Duplicate the lines of the stored records, starting at the line containing "</instance>" and ending at the line containing "box: [0, 8, 516, 400]", both included.

Stored records:
====================

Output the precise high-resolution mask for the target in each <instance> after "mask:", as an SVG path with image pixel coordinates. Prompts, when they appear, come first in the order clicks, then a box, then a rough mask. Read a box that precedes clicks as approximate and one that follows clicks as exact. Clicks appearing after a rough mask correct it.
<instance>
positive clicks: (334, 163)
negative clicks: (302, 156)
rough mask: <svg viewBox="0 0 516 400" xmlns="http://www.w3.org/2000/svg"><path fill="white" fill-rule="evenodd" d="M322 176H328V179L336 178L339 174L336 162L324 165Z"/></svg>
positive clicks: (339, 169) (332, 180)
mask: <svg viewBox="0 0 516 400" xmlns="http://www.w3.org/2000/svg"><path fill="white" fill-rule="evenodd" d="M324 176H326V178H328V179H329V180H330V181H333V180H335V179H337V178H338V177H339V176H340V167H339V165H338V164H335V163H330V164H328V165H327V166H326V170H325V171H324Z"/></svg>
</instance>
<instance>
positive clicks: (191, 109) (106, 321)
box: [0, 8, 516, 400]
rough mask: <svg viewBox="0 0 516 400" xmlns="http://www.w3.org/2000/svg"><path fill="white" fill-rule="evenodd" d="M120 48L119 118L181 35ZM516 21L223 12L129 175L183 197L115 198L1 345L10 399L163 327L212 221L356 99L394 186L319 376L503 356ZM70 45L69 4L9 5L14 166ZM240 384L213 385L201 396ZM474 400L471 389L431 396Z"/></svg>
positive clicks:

====================

[Task answer]
</instance>
<instance>
positive clicks: (191, 109) (106, 321)
box: [0, 8, 516, 400]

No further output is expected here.